**SET PROBLEM:** Everything from the line containing "Can you see the front side" to the final line of the records below should be given again exactly, and nothing else.

**RECORD EXCERPTS:**
--------------------

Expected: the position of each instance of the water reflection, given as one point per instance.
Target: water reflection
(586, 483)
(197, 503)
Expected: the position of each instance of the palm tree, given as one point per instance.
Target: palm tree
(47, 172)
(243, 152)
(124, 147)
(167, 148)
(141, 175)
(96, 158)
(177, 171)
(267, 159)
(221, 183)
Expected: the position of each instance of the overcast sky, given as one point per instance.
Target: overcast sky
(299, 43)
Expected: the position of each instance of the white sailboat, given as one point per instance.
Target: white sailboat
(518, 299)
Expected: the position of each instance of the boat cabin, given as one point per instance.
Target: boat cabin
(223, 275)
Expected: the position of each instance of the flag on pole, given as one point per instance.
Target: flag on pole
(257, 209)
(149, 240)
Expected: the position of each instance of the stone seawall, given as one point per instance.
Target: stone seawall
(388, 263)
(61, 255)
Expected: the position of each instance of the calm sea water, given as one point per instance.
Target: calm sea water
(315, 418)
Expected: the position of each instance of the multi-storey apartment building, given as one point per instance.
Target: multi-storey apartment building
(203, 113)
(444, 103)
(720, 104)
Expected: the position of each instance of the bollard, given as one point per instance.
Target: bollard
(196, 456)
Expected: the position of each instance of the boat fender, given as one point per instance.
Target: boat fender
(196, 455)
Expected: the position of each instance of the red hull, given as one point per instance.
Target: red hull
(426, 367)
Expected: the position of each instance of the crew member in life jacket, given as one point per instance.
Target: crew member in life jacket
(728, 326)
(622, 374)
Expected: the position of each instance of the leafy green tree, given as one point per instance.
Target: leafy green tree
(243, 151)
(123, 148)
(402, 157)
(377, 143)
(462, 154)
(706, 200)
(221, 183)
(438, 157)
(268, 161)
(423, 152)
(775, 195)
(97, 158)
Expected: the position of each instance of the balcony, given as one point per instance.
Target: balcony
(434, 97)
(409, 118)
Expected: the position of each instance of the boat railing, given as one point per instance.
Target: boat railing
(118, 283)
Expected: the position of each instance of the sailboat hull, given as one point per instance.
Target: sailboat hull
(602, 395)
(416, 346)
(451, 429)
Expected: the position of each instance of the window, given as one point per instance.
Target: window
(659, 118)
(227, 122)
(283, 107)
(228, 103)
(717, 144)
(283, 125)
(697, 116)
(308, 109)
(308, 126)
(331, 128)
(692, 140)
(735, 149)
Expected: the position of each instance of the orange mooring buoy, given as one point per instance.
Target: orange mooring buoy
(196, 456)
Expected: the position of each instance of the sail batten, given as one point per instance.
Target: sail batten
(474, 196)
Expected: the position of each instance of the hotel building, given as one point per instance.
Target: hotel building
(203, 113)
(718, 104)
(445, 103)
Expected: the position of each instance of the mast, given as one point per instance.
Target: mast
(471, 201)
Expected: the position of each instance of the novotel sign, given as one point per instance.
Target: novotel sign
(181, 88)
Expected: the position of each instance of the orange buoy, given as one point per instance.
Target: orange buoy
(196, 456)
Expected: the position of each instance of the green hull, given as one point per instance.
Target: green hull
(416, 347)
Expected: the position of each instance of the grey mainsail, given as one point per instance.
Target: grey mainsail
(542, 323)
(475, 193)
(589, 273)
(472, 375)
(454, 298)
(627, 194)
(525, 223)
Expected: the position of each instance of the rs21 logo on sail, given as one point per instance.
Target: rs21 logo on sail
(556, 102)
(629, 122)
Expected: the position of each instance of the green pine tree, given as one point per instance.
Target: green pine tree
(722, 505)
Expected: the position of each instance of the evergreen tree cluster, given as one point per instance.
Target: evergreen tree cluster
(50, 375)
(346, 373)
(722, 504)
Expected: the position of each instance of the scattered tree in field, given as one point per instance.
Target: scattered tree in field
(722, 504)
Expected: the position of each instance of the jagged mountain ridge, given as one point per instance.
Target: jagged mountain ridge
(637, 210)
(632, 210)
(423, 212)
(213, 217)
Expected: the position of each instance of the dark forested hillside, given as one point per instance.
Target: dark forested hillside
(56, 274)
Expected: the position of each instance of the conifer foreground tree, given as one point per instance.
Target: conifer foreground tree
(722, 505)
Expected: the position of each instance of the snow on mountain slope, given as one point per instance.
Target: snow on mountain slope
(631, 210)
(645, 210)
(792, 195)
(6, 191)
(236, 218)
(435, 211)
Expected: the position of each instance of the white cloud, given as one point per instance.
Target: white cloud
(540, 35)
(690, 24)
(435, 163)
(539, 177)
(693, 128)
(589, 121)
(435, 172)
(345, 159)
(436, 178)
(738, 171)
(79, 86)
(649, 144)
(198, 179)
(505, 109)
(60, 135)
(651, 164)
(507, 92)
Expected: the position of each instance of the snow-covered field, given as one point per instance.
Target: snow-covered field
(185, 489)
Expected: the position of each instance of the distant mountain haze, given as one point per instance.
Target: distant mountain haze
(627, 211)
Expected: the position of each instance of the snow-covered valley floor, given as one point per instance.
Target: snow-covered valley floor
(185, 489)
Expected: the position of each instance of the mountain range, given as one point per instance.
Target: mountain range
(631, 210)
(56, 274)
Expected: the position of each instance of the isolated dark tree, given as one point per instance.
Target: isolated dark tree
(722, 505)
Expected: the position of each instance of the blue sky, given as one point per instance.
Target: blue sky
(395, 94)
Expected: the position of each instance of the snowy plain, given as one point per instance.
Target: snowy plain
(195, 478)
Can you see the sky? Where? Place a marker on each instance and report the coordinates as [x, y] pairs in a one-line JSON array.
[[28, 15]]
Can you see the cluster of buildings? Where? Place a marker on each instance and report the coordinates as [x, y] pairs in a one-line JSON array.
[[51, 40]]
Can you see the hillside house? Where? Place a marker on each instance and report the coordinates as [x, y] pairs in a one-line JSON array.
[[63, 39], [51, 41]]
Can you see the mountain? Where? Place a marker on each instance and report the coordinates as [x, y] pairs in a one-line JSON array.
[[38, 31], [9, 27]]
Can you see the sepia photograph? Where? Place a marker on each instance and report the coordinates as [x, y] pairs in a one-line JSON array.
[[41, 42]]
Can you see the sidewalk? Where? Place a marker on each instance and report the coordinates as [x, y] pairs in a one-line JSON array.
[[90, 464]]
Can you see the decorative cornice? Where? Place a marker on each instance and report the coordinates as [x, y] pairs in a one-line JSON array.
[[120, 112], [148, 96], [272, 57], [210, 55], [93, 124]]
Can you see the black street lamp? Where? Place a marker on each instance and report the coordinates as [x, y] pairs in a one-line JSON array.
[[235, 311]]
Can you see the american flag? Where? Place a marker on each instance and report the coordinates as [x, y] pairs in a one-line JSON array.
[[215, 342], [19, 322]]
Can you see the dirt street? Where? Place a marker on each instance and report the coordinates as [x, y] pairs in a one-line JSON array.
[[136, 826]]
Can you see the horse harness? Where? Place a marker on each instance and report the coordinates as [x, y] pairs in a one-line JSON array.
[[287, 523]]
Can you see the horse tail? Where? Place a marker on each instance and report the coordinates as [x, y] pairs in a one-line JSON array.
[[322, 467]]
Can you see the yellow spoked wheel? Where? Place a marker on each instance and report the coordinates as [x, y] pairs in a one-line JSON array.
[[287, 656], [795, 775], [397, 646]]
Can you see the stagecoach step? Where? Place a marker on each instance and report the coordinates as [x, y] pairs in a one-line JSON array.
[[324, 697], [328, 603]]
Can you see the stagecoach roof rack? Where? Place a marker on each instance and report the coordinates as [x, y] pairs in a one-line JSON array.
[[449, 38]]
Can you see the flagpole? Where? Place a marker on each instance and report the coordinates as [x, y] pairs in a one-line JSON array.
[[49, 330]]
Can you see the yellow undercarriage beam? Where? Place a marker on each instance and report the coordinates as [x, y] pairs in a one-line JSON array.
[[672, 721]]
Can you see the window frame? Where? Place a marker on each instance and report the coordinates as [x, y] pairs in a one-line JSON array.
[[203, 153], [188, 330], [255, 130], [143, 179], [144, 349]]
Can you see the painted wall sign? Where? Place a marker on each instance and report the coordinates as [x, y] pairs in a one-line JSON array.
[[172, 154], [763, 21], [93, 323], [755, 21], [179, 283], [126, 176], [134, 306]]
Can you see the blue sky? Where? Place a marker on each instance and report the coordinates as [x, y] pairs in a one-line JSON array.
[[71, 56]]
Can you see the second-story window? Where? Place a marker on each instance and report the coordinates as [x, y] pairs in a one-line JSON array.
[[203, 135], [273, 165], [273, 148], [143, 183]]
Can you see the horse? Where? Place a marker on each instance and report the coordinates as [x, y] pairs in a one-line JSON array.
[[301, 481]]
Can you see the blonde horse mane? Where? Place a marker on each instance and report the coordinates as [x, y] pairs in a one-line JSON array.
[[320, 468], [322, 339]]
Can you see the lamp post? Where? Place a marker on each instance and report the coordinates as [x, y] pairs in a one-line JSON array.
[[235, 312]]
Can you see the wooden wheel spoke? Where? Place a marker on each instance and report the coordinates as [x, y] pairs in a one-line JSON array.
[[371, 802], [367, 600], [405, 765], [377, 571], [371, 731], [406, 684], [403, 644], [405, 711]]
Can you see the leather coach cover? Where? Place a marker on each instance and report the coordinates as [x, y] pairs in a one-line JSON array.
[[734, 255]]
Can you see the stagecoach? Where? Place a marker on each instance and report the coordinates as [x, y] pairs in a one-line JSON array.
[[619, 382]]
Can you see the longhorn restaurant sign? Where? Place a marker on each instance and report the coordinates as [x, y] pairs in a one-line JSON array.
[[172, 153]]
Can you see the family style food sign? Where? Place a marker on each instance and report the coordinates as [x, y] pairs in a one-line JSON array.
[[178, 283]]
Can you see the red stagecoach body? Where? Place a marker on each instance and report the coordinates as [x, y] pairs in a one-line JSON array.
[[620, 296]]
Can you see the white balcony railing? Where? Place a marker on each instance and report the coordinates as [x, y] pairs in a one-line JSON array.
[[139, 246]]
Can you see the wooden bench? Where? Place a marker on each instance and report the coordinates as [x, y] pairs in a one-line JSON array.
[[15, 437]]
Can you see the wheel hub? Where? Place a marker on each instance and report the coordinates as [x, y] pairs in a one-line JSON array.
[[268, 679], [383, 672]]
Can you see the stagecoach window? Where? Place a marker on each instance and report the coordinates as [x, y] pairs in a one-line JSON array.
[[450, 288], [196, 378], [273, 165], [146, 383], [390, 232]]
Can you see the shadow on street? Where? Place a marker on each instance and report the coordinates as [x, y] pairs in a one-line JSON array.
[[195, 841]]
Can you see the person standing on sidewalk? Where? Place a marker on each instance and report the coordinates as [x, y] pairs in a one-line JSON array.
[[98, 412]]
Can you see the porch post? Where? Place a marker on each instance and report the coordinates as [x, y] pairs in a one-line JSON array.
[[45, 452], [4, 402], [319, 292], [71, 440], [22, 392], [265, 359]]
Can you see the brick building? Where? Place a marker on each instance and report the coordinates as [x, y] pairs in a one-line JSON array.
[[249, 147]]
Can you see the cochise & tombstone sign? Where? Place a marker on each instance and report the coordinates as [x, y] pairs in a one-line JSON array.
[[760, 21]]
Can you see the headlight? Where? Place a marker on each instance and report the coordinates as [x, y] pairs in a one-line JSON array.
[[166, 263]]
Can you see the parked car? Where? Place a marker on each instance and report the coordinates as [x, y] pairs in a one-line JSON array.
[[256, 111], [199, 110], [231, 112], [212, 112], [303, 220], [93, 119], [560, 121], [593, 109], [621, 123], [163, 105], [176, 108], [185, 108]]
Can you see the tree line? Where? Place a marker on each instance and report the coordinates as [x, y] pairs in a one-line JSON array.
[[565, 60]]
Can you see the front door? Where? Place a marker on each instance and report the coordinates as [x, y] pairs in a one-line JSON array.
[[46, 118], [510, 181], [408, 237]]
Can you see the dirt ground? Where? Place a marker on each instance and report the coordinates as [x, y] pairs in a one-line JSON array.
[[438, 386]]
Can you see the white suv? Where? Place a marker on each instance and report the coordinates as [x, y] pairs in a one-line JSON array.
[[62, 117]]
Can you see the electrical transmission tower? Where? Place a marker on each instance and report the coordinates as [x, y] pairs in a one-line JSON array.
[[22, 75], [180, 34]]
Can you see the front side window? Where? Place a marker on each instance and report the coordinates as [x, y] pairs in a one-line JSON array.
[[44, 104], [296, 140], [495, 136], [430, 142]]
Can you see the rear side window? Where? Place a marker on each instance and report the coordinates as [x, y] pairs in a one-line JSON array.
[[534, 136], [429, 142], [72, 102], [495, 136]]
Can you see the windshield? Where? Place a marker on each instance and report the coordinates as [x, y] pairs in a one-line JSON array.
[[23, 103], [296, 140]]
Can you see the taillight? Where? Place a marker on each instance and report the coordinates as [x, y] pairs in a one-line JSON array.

--------------------

**TASK RESPONSE:**
Can you see the front side window? Where? Place a marker on each instance and report the coordinates as [x, y] pairs in a one-line JSON array.
[[44, 104], [296, 140], [495, 136], [430, 142]]
Can you see the rear side window? Where? Place a marker on each instance and report the coordinates as [x, y] pairs in a one-line JSON array.
[[534, 136], [429, 142], [72, 102], [495, 136]]
Can you see the windshield? Where? Place a marker on each instance and report the coordinates as [x, y] pairs in a one-line JSON array.
[[23, 103], [296, 140]]
Can you see the taillight? Where? Place a marker on each instance and report the coordinates as [x, y] pairs in a one-line JSON array.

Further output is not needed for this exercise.